__Problem description__:
Consider the listing below. Extract exactly the lines from the line containing "Query: bowl of strawberries" to the line containing "Query: toasted bread crust", both included.

Data section Block Start

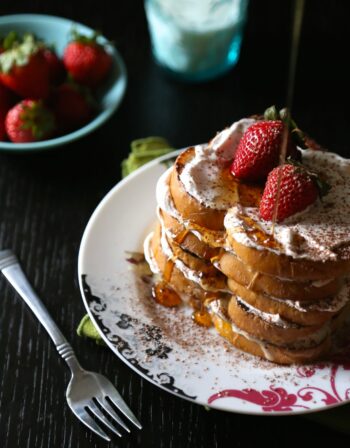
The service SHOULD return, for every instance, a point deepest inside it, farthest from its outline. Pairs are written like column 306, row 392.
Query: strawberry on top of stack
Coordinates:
column 244, row 238
column 42, row 95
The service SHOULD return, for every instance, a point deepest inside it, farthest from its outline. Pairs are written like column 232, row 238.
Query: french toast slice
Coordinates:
column 268, row 262
column 267, row 326
column 180, row 276
column 274, row 286
column 307, row 313
column 193, row 239
column 250, row 344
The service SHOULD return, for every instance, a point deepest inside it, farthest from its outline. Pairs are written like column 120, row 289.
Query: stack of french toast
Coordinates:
column 259, row 247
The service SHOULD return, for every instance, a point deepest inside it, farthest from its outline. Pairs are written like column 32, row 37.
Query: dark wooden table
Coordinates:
column 46, row 200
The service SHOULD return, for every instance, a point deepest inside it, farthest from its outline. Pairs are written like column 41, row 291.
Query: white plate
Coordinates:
column 163, row 345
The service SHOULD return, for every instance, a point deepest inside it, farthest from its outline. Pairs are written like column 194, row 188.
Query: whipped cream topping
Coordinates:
column 202, row 176
column 147, row 250
column 330, row 304
column 163, row 196
column 270, row 318
column 321, row 232
column 219, row 308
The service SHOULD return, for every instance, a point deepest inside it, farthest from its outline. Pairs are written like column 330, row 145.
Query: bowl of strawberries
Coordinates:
column 59, row 81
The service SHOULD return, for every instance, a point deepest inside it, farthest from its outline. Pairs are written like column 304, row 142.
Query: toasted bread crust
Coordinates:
column 261, row 329
column 279, row 355
column 186, row 204
column 268, row 305
column 281, row 265
column 233, row 268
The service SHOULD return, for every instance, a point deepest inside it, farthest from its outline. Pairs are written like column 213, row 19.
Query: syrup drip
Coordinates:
column 200, row 314
column 202, row 317
column 253, row 280
column 165, row 295
column 168, row 270
column 181, row 236
column 257, row 234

Data section Block End

__Expected answer__:
Query: bowl of strawberries
Coordinates:
column 59, row 81
The service SHOULD return, for every instance, a point deepest inside it, farthest from its outline. Pairs are written like column 304, row 142.
Query: toasted bread crust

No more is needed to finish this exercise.